_WHAT YOU WILL DO:_ Exclude the pictures and repeat all of the data exactly.

_DATASET RECORDS:_

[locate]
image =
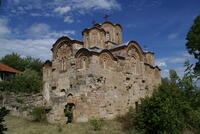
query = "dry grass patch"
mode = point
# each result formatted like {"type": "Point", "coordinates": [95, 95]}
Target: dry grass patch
{"type": "Point", "coordinates": [17, 125]}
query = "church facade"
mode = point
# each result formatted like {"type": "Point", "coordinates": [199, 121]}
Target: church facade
{"type": "Point", "coordinates": [99, 77]}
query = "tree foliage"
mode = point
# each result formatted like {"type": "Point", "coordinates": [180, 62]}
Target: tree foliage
{"type": "Point", "coordinates": [3, 113]}
{"type": "Point", "coordinates": [29, 81]}
{"type": "Point", "coordinates": [173, 107]}
{"type": "Point", "coordinates": [193, 41]}
{"type": "Point", "coordinates": [16, 61]}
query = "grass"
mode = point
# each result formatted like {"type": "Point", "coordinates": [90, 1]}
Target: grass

_COMPLETED EXERCISE:_
[locate]
image =
query = "dry grass patch"
mode = point
# each result formatted like {"type": "Point", "coordinates": [95, 95]}
Target: dry grass patch
{"type": "Point", "coordinates": [17, 125]}
query = "church facade"
mode = point
# each result formatted like {"type": "Point", "coordinates": [199, 121]}
Target: church facade
{"type": "Point", "coordinates": [99, 77]}
query = "tree foliage"
mode = point
# each result formatted like {"type": "Point", "coordinates": [180, 62]}
Target: tree foliage
{"type": "Point", "coordinates": [3, 113]}
{"type": "Point", "coordinates": [29, 81]}
{"type": "Point", "coordinates": [173, 107]}
{"type": "Point", "coordinates": [193, 41]}
{"type": "Point", "coordinates": [16, 61]}
query = "grass"
mode = point
# each result formatted like {"type": "Point", "coordinates": [90, 1]}
Target: grass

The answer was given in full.